▸ Data for processing:
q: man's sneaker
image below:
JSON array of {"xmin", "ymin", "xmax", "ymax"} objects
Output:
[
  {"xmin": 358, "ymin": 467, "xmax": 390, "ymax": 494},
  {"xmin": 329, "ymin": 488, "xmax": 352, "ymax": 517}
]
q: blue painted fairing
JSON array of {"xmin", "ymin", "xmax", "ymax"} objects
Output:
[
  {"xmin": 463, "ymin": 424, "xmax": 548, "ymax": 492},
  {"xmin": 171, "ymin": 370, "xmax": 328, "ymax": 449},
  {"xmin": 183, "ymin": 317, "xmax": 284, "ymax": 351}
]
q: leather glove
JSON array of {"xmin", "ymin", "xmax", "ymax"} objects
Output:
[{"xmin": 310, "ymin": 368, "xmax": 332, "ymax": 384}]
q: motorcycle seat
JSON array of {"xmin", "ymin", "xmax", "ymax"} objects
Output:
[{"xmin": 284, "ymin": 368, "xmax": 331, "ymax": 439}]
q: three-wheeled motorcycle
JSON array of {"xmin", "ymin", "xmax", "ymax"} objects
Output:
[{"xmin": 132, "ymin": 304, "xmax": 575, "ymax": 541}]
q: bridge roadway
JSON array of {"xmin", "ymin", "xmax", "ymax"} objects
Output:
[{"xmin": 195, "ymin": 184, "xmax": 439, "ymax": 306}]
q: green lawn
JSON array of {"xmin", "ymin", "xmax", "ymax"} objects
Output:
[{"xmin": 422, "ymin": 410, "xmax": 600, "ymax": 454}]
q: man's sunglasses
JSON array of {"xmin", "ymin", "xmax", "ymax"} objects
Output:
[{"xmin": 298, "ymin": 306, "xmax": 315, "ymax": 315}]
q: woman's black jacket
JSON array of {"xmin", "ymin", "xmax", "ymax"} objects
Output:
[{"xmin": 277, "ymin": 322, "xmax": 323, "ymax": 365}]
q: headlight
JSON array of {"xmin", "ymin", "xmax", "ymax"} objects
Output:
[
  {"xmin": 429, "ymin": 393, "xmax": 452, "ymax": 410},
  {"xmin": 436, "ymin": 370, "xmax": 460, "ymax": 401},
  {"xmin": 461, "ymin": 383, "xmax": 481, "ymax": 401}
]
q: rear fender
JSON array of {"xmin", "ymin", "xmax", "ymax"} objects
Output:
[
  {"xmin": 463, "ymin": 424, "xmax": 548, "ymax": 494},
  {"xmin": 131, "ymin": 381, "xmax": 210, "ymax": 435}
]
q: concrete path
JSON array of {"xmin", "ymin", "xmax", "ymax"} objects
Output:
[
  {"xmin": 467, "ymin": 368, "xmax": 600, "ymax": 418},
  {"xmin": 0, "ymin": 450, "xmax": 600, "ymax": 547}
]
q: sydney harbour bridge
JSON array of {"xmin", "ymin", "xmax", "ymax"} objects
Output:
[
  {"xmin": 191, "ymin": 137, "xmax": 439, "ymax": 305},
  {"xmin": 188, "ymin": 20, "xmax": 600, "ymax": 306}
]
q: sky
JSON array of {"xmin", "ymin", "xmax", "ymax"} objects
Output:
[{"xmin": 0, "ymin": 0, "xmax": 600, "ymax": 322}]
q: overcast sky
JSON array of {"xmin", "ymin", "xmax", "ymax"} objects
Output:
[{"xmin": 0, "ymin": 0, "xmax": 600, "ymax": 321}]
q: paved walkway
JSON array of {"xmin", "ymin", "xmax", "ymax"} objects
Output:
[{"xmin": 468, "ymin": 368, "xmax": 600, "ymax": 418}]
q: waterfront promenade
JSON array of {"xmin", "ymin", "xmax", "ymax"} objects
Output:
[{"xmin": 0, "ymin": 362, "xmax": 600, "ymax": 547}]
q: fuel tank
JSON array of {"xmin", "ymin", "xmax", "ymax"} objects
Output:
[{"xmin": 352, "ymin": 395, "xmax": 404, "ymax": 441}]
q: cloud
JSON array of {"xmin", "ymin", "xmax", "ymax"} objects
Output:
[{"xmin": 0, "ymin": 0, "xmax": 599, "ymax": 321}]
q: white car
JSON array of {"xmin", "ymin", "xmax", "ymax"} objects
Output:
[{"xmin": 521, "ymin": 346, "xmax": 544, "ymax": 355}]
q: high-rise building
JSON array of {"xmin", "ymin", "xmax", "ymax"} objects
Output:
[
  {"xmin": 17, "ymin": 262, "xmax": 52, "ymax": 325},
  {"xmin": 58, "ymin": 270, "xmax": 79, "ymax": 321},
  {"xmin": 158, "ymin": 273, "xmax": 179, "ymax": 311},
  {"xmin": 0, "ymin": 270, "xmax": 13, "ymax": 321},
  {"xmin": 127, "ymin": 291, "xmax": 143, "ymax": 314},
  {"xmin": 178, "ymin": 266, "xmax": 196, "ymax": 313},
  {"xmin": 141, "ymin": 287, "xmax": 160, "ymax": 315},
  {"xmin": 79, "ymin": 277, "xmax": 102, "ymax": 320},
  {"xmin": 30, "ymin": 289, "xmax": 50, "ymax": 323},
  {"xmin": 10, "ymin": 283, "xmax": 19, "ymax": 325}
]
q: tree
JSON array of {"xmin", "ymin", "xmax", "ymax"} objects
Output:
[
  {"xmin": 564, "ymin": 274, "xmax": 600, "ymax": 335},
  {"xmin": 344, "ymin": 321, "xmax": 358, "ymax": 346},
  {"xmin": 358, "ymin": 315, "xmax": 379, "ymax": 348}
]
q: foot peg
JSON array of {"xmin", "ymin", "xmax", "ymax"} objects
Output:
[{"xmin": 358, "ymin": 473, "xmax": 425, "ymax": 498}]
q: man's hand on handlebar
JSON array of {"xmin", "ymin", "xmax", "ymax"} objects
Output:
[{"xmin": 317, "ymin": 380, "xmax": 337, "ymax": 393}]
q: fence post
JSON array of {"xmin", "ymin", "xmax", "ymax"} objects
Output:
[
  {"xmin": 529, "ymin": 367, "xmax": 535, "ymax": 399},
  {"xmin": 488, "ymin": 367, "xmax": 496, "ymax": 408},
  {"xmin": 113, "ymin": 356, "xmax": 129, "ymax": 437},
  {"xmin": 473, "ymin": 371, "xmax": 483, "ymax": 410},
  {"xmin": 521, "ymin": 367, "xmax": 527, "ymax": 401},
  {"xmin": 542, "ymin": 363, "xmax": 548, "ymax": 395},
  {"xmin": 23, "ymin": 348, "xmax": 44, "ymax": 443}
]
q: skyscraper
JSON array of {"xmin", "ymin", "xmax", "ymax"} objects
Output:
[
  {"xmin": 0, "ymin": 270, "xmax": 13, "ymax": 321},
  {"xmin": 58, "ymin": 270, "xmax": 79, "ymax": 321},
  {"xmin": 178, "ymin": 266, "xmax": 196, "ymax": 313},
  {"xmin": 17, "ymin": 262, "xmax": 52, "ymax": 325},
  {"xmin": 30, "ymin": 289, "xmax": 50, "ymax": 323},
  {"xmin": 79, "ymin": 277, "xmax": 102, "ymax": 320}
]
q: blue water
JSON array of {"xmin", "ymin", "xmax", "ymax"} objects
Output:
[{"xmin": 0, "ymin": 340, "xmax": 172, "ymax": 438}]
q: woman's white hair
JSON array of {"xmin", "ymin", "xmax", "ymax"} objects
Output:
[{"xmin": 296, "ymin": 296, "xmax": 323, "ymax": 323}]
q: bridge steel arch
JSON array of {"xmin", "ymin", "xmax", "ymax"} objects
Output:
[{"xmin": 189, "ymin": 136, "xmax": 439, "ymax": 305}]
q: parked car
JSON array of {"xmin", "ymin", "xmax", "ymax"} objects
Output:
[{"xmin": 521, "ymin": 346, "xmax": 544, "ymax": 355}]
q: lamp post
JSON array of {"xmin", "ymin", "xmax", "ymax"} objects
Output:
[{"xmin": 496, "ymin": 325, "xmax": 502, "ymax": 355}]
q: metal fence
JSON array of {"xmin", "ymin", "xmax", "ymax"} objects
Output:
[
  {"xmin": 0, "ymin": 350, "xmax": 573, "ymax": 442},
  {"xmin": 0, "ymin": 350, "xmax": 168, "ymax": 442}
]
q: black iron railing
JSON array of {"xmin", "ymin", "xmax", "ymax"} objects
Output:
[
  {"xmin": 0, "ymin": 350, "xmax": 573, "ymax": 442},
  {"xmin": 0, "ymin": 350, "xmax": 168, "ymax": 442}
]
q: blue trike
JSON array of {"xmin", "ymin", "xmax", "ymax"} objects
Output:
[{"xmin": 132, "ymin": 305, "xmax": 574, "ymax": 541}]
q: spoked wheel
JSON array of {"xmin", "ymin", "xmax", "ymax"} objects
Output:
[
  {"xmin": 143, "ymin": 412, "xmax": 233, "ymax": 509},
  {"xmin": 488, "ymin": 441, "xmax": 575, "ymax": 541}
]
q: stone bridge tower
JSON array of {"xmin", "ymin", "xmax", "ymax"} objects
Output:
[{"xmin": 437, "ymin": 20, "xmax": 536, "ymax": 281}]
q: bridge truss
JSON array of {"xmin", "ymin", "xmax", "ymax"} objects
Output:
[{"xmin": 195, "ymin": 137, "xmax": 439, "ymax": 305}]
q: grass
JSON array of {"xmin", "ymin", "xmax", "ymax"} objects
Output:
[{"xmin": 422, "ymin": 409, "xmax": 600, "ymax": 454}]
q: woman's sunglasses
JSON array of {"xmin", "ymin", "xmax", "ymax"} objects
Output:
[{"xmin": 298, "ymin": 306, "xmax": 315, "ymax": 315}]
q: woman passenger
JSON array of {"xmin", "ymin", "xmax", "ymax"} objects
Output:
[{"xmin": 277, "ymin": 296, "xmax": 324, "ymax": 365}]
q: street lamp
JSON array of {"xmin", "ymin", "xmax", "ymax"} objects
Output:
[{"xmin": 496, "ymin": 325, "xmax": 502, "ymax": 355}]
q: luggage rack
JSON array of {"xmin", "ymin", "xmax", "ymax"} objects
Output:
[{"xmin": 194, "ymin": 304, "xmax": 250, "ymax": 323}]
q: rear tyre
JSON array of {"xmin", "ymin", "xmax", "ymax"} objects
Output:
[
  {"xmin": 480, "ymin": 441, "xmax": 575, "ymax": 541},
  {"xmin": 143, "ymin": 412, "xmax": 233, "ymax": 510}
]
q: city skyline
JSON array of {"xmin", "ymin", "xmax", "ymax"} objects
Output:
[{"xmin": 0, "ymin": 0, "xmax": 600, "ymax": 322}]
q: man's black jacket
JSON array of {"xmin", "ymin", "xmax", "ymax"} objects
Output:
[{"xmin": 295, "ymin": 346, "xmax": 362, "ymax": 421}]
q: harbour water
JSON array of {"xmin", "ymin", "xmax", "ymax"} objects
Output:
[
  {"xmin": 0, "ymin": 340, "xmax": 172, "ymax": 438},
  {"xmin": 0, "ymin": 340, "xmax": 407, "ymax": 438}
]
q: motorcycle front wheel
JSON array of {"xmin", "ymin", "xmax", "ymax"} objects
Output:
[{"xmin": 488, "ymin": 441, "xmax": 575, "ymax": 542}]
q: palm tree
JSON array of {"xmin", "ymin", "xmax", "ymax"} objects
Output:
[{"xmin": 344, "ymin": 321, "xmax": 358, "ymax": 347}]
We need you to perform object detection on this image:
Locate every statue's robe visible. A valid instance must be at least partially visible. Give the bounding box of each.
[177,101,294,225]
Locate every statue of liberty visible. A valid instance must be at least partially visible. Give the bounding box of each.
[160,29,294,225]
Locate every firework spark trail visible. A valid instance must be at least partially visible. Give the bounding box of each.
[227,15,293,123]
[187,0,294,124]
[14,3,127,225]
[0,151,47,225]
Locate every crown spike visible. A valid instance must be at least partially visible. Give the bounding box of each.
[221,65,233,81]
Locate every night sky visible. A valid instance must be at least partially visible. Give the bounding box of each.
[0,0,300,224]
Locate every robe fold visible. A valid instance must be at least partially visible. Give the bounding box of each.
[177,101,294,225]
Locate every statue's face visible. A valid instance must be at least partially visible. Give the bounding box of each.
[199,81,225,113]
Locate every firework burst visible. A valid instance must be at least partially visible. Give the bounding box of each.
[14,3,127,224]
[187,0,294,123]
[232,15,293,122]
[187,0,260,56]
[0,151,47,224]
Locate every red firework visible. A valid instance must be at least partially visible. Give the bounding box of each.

▸ Prompt:
Recast the lines from the one containing "Locate every firework spark" through the final line above, inclusive, as a Markdown table with the columns Row and Line, omitting any blank lines.

▸ Answer to this exercise:
| Row | Line |
|---|---|
| 1 | Locate every firework spark trail visible. A valid instance must be at least partially visible. Give the bounding box of each. |
| 2 | [227,15,293,123] |
| 3 | [187,0,294,124] |
| 4 | [14,3,127,225] |
| 5 | [0,151,47,225] |
| 6 | Locate every crown spike visible. A valid instance must be at least partially visible. Give the bounding box of each. |
| 7 | [221,65,233,81] |
| 8 | Locate every night sky visible. A valid instance must be at least partially visible. Give the bounding box of each. |
| 9 | [0,0,300,224] |
| 10 | Locate every robe fold visible. A valid instance must be at least partially visible. Give the bounding box of each. |
| 11 | [177,101,294,225] |
| 12 | Locate every statue's face visible. A valid instance must be at least partially visible. Give the bounding box of each. |
| 13 | [199,81,225,113] |
| 14 | Locate every firework burst visible. A valid instance must be at least partially visible. Give the bounding box of each. |
| 15 | [14,3,127,224] |
| 16 | [187,0,294,123] |
| 17 | [232,15,293,122] |
| 18 | [187,0,260,56] |
| 19 | [0,151,47,224] |
| 20 | Locate every red firework visible. A valid instance must be at least partially visible. Give the bounding box of each. |